**DATASET RECORDS**
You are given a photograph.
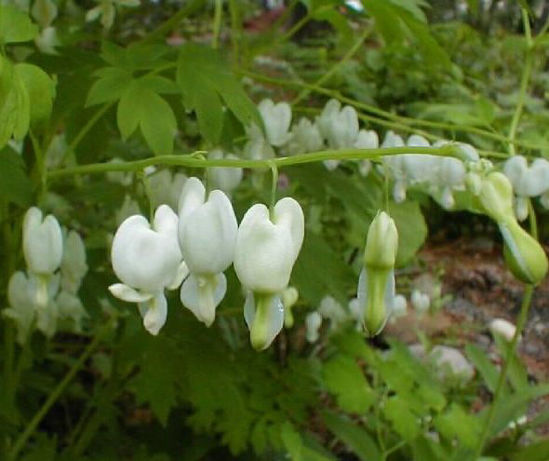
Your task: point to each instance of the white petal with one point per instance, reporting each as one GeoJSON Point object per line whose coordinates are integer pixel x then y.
==
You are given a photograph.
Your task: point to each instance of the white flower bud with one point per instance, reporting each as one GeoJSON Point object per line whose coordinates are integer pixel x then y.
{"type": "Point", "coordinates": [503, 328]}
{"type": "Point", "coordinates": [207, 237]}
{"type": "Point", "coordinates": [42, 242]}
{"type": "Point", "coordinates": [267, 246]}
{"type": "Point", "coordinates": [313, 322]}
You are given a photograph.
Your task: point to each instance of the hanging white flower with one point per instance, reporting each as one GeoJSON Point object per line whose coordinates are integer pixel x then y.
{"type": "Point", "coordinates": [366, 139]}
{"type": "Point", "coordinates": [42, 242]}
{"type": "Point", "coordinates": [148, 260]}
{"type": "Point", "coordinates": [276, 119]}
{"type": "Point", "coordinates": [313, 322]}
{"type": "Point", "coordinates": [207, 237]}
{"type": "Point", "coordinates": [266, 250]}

**EXERCISE TASK**
If you tally the lines of the rows above that contain the string "pixel", matching case exactly, how many are there? Reply with the number only.

**SOLVED EXERCISE**
3